------ Exercise input

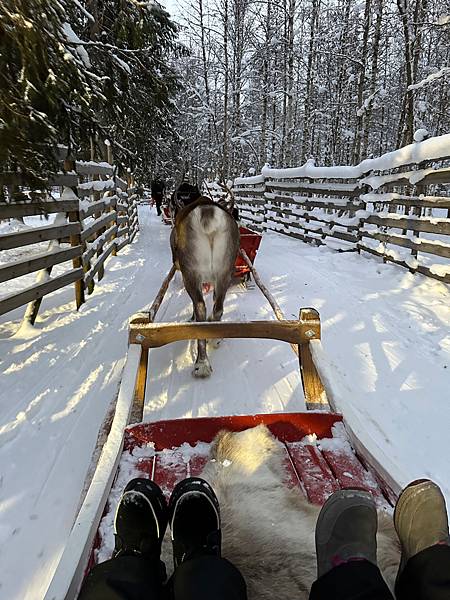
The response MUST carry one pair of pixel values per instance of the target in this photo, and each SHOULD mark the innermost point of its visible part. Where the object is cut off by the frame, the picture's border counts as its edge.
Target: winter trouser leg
(207, 578)
(124, 578)
(426, 576)
(355, 580)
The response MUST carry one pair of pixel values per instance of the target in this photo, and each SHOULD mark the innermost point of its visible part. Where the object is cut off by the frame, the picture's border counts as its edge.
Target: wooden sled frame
(303, 334)
(298, 333)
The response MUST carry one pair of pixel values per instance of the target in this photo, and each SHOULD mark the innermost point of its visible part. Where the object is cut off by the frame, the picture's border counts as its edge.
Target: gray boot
(346, 530)
(420, 518)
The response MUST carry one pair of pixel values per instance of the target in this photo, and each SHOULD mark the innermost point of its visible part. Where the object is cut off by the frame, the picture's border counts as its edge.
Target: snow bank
(433, 148)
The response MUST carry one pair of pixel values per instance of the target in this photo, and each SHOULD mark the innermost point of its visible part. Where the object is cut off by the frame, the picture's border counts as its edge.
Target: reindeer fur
(267, 529)
(205, 242)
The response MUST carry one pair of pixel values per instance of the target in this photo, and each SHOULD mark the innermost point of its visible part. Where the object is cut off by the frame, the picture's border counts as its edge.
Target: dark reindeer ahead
(205, 242)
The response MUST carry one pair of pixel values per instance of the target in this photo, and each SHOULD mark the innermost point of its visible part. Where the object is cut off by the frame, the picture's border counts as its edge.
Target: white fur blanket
(267, 529)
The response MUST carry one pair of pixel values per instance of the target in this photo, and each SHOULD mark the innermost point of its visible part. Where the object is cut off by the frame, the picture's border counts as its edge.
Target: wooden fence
(396, 206)
(96, 216)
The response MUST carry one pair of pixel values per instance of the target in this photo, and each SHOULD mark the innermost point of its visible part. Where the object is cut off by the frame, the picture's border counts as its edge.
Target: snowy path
(386, 332)
(249, 376)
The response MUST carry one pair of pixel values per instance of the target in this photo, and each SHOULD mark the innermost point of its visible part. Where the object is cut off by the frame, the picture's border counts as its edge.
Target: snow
(74, 39)
(440, 73)
(420, 135)
(386, 344)
(432, 148)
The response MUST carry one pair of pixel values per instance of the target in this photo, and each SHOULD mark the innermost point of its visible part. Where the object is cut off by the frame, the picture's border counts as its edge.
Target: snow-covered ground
(386, 332)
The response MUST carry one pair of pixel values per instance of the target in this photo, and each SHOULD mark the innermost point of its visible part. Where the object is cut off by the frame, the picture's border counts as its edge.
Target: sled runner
(319, 456)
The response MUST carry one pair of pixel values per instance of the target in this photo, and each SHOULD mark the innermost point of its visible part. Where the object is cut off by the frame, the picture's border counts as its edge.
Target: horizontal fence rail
(96, 216)
(396, 206)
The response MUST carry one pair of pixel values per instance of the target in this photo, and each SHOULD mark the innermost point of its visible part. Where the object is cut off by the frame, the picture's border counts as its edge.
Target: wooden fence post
(75, 240)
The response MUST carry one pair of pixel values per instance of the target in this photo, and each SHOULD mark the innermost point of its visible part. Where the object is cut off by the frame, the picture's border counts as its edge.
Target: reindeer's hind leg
(220, 291)
(202, 368)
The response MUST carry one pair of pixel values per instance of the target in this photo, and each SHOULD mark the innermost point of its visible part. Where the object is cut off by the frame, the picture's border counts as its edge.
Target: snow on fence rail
(95, 218)
(396, 206)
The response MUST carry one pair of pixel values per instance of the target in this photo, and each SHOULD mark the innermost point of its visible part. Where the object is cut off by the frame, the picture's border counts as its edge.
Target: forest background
(228, 87)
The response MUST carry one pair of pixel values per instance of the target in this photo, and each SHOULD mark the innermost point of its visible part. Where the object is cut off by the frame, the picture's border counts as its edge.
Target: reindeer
(205, 242)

------------

## Given instruction
How many lines of the data above contain the word "wooden"? Reply with the number only.

## Answer to the task
3